#### Written task 1
Reproduce the passage on the Le Guen v. Gouverneur & Kemble decision word for word.
#### Written task 2
Write out the part of the records that opens with the line containing "for wood plank" and runs to the final line of the records, with both ends included.

#### Provided passage
__________

1 he decision ot the court for the correction of errors in the case of Le Guen v. Gouverneur & Kemble, (1 John. Ca. 498,) is perfectly consistent with these principles. In that case, a question of fraud was raised by the pleadings, and an issue was directed to try the question. By a subsequent agreement of the parties, this order for a feigned issue was virtually waived for the purpose of submitting to the court a question which had not been raised when the issue was directed; to wit, whether the complainants were estopped from raising the question of fraud, by the result of a previous decision in a court of law. This was a virtual rehearing of the cause upon the merits; and the chancellor decided against the defendant upon the question of estopple, and reaffirmed his decision directing an issue to try the question of fraud. And as the appellate court were of opinion that the decision of the court below was wrong, both as to the question of estoppel and as to the propriety of awarding a feigned issue upon the evidence adduced upon the hearing, they made such a decree as the chancellor ought to have made upon the last hearing before him, and dismissed the bill with costs to the defendants upon the proceedings in the court below.

__________

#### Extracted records
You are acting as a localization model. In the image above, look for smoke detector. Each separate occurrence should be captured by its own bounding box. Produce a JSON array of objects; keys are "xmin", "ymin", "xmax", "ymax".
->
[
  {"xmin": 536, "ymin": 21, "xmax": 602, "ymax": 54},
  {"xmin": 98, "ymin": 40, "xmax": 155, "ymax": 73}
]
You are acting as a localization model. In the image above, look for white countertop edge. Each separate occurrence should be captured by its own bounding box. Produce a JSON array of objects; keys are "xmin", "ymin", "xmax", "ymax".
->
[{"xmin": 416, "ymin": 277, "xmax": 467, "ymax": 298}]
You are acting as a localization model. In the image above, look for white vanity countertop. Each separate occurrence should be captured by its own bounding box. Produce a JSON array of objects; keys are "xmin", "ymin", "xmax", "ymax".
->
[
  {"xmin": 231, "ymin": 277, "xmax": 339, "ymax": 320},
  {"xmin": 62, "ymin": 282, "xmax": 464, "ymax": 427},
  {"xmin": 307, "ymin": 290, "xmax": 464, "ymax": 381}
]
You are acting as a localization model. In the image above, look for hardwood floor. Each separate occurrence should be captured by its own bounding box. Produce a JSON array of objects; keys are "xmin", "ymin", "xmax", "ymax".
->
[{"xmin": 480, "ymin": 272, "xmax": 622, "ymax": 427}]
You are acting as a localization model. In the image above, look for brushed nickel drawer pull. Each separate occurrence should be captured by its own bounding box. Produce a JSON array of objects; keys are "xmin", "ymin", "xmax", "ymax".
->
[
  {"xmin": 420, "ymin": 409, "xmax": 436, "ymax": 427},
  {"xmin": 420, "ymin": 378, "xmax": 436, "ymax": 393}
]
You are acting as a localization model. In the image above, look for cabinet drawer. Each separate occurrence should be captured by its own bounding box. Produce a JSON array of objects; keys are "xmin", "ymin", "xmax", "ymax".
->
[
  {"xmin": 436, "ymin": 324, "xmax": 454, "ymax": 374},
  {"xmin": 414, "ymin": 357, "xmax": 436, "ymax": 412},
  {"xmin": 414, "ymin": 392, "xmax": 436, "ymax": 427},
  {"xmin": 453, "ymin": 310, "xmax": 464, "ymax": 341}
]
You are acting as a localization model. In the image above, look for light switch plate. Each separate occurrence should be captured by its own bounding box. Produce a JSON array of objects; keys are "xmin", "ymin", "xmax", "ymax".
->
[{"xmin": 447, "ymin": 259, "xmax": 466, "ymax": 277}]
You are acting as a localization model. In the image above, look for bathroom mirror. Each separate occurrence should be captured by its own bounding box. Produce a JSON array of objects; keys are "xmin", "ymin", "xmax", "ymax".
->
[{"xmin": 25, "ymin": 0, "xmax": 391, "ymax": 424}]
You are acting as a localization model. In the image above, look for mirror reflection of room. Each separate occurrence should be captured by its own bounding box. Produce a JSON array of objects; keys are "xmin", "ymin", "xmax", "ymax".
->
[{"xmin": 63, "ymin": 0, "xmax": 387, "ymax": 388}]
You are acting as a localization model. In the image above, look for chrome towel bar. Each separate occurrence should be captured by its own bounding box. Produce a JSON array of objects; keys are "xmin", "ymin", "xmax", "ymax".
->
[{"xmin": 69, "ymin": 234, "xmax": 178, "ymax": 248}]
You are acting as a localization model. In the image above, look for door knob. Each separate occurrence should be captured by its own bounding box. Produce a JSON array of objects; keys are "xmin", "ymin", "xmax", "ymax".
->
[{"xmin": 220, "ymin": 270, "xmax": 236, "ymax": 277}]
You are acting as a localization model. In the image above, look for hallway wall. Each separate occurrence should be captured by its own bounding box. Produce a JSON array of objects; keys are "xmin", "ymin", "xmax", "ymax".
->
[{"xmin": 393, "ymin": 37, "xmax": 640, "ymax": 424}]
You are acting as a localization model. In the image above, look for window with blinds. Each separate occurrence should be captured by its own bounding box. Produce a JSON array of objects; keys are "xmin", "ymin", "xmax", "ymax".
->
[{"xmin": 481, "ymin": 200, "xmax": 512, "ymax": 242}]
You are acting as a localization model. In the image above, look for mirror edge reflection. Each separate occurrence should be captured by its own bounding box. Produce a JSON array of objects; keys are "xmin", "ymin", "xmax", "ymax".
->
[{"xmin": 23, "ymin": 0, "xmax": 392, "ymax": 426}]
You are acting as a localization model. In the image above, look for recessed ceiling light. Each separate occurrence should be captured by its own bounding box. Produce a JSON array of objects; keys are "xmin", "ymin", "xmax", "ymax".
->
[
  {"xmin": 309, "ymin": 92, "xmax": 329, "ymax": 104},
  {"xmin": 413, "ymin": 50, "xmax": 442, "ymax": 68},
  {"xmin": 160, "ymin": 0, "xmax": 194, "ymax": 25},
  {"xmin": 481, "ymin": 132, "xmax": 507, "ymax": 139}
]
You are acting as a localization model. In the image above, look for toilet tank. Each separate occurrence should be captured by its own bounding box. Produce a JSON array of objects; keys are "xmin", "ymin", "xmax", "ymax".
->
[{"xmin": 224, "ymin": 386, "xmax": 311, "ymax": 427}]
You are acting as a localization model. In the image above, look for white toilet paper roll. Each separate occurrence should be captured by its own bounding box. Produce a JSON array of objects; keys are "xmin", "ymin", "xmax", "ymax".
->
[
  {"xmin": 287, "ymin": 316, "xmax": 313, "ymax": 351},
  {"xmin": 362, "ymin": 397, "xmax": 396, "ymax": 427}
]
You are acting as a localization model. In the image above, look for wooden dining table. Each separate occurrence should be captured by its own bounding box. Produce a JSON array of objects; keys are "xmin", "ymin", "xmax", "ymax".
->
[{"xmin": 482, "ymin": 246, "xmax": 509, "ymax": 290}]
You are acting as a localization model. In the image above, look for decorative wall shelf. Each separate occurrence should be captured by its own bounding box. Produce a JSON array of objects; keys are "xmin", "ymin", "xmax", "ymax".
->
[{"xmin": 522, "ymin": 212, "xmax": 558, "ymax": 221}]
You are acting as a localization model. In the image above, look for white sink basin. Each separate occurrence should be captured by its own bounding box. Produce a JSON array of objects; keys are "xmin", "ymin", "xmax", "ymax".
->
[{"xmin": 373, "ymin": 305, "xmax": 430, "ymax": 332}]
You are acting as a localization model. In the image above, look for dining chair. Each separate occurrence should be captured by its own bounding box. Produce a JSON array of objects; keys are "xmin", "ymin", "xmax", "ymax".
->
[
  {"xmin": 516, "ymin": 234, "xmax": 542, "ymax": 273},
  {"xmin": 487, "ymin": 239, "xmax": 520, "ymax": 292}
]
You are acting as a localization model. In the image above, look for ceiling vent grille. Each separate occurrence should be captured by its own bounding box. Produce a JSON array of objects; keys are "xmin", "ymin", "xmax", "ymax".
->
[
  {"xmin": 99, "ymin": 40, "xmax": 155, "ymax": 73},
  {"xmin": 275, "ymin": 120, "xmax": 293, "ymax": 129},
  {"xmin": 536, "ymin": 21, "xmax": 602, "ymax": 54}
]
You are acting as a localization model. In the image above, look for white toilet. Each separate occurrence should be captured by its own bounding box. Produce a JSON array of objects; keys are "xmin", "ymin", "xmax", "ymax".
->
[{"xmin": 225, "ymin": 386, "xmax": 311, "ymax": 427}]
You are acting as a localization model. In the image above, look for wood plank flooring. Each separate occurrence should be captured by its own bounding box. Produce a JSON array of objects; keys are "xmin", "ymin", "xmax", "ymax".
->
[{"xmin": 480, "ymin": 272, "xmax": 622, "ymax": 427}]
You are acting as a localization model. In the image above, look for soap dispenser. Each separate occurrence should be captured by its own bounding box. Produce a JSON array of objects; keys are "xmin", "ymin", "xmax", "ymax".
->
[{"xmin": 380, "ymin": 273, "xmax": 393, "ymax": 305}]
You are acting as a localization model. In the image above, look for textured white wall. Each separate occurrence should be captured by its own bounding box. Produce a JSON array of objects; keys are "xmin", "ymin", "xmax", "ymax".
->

__________

#### Expected answer 1
1 he decision ot the court for the correction of errors in the case of Le Guen v. Gouverneur & Kemble, (1 John. Ca. 498,) is perfectly consistent with these principles. In that case, a question of fraud was raised by the pleadings, and an issue was directed to try the question. By a subsequent agreement of the parties, this order for a feigned issue was virtually waived for the purpose of submitting to the court a question which had not been raised when the issue was directed; to wit, whether the complainants were estopped from raising the question of fraud, by the result of a previous decision in a court of law. This was a virtual rehearing of the cause upon the merits; and the chancellor decided against the defendant upon the question of estopple, and reaffirmed his decision directing an issue to try the question of fraud. And as the appellate court were of opinion that the decision of the court below was wrong, both as to the question of estoppel and as to the propriety of awarding a feigned issue upon the evidence adduced upon the hearing, they made such a decree as the chancellor ought to have made upon the last hearing before him, and dismissed the bill with costs to the defendants upon the proceedings in the court below.

#### Expected answer 2
You are acting as a localization model. In the image above, look for wood plank flooring. Each separate occurrence should be captured by its own bounding box. Produce a JSON array of objects; keys are "xmin", "ymin", "xmax", "ymax".
->
[{"xmin": 480, "ymin": 272, "xmax": 622, "ymax": 427}]
You are acting as a localization model. In the image above, look for soap dispenser. Each separate occurrence should be captured by its own bounding box. Produce a JSON array of objects; keys are "xmin", "ymin", "xmax", "ymax".
->
[{"xmin": 380, "ymin": 273, "xmax": 393, "ymax": 305}]
You are acting as a localization model. In the image above, look for textured white wall. Each separate occurrence should be captured by its own bounding box. Produce a JSON array of objects; keys are "xmin", "ymin", "xmax", "ymax".
->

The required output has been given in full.